Directions.
Please rewrite everything from the line containing "Pin a point on every instance of the rocky" down to the line containing "Pin a point on every instance of the green", changing "junction-occupancy log" to "mapping log" and keeping all else unchanged.

Data records.
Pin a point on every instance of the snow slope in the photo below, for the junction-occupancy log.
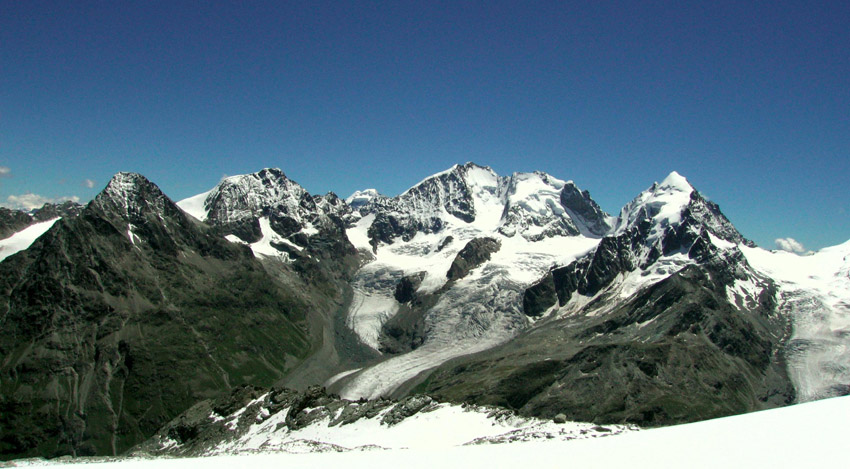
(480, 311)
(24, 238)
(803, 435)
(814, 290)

--

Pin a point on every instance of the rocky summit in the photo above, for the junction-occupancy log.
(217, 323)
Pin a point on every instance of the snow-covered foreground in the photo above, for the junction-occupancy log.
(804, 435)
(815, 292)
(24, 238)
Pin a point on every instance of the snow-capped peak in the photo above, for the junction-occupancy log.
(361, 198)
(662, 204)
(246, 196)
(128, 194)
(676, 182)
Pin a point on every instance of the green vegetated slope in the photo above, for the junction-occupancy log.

Full response.
Pin a point on every instance of the rocky summit in the photo above, for the mapping log.
(217, 323)
Pin a point on every instance of the snow-covered foreground in the photo above, for the mapping log.
(804, 435)
(815, 292)
(24, 238)
Pin a point on every instance of the snow-capped peak in the photo above, for the mapping log.
(361, 198)
(662, 204)
(246, 196)
(128, 194)
(676, 182)
Pin a point on every instance of the green vegetated slope in the photo above, for the mapping log.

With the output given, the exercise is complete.